> [What to produce]:
From the line that includes "box: [457, 119, 484, 175]" to the last line of the records, inclusive, repeat each line exactly.

> [Extracted information]:

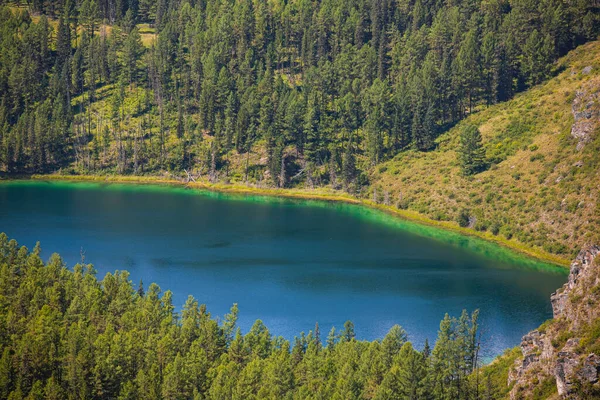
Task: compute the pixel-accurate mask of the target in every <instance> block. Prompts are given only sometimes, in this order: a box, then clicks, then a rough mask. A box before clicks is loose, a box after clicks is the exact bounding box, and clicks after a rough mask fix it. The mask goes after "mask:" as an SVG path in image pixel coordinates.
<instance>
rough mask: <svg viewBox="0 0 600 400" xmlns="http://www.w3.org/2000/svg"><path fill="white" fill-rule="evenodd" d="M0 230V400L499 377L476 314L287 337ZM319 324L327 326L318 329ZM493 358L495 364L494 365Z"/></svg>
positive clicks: (221, 392)
mask: <svg viewBox="0 0 600 400" xmlns="http://www.w3.org/2000/svg"><path fill="white" fill-rule="evenodd" d="M40 253H41V248H40V245H39V243H38V244H37V245H36V246H35V248H34V249H33V250H32V251H29V250H28V249H27V248H25V247H19V245H18V244H17V242H16V241H15V240H9V239H8V238H7V236H6V235H5V234H0V349H1V350H0V351H1V356H0V398H3V399H11V400H12V399H67V398H68V399H138V398H139V399H192V398H193V399H244V400H248V399H258V398H261V399H324V398H327V399H344V400H349V399H432V400H433V399H448V400H451V399H452V400H456V399H494V398H499V396H501V395H504V394H506V392H507V390H508V387H507V377H506V376H507V375H506V374H504V375H502V374H500V373H498V372H497V371H494V370H493V369H492V370H488V371H487V372H484V371H481V370H480V368H479V367H480V365H481V358H480V340H481V339H480V337H481V335H480V334H479V331H478V321H477V320H478V312H477V311H475V312H473V313H472V314H470V315H469V314H468V313H467V312H466V311H464V312H463V314H462V315H461V316H460V317H459V318H451V317H449V316H448V315H446V316H445V317H444V319H443V320H442V321H441V323H440V327H439V332H438V336H437V340H436V341H435V344H434V346H433V347H432V348H431V347H430V346H429V344H428V343H427V342H425V346H424V348H422V349H415V348H414V347H413V346H412V345H411V343H410V342H409V341H408V338H407V334H406V332H405V331H404V329H402V328H401V327H400V326H398V325H395V326H393V327H392V328H391V329H390V330H389V333H388V334H387V335H386V336H385V337H384V338H383V339H382V340H375V341H372V342H368V341H360V340H358V339H357V338H356V335H355V330H354V325H353V324H352V323H351V322H350V321H348V322H346V323H345V324H344V326H343V328H342V329H339V330H336V329H334V328H331V330H330V331H329V333H328V334H324V332H323V334H322V333H321V330H320V327H319V325H318V323H317V324H316V325H315V328H314V330H312V331H310V332H308V334H305V333H300V334H299V335H298V336H297V337H296V338H295V339H294V341H293V343H290V342H289V341H288V340H285V339H284V338H282V337H275V336H273V335H272V334H271V333H270V332H269V330H268V329H267V327H266V326H265V325H264V324H263V323H262V322H261V321H256V322H255V323H254V325H253V326H252V328H251V329H249V331H248V332H247V333H245V334H242V333H241V330H240V328H239V327H238V326H237V317H238V313H239V310H238V307H237V304H234V305H233V307H232V308H231V312H230V313H229V314H227V315H225V316H224V317H223V318H218V317H214V316H212V315H211V314H210V313H209V312H208V311H207V309H206V306H204V305H200V304H199V303H198V301H197V300H196V299H194V298H193V297H191V296H190V297H189V298H188V300H187V301H186V303H185V305H184V306H183V307H182V308H180V309H179V308H178V307H176V306H175V305H174V304H173V301H172V293H171V292H170V291H165V292H162V291H161V289H160V288H159V287H158V286H157V285H156V284H150V285H149V286H147V287H145V286H144V285H143V284H142V282H140V284H139V286H137V287H135V286H134V285H133V283H132V282H131V280H130V278H129V274H128V273H127V272H126V271H116V272H115V273H113V274H111V273H108V274H107V275H106V276H105V277H104V278H103V279H102V280H98V279H97V277H96V272H95V270H94V267H93V266H92V265H91V264H86V263H84V262H82V263H81V264H77V265H75V266H73V267H72V269H70V268H67V267H66V265H65V263H64V261H63V260H62V259H61V258H60V256H58V255H57V254H53V255H52V256H51V257H50V258H49V260H48V262H47V263H46V264H44V262H43V261H42V260H41V258H40ZM327 328H328V329H329V327H327ZM495 365H496V366H498V363H496V364H495Z"/></svg>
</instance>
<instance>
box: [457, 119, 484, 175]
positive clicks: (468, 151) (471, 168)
mask: <svg viewBox="0 0 600 400" xmlns="http://www.w3.org/2000/svg"><path fill="white" fill-rule="evenodd" d="M459 160H460V166H461V169H462V171H463V173H464V174H465V175H473V174H476V173H478V172H481V171H483V170H484V169H485V168H486V161H485V149H484V148H483V145H482V142H481V132H479V129H478V128H477V127H476V126H474V125H468V126H466V127H465V128H464V129H463V130H462V132H461V135H460V148H459Z"/></svg>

> [Completed task]:
box: [457, 119, 484, 175]
positive clicks: (468, 151) (471, 168)
mask: <svg viewBox="0 0 600 400" xmlns="http://www.w3.org/2000/svg"><path fill="white" fill-rule="evenodd" d="M459 160H460V166H461V169H462V171H463V173H464V174H465V175H473V174H476V173H478V172H481V171H483V170H484V169H485V168H486V161H485V149H484V148H483V145H482V142H481V132H479V129H478V128H477V127H476V126H474V125H468V126H466V127H465V128H464V129H463V130H462V132H461V135H460V148H459Z"/></svg>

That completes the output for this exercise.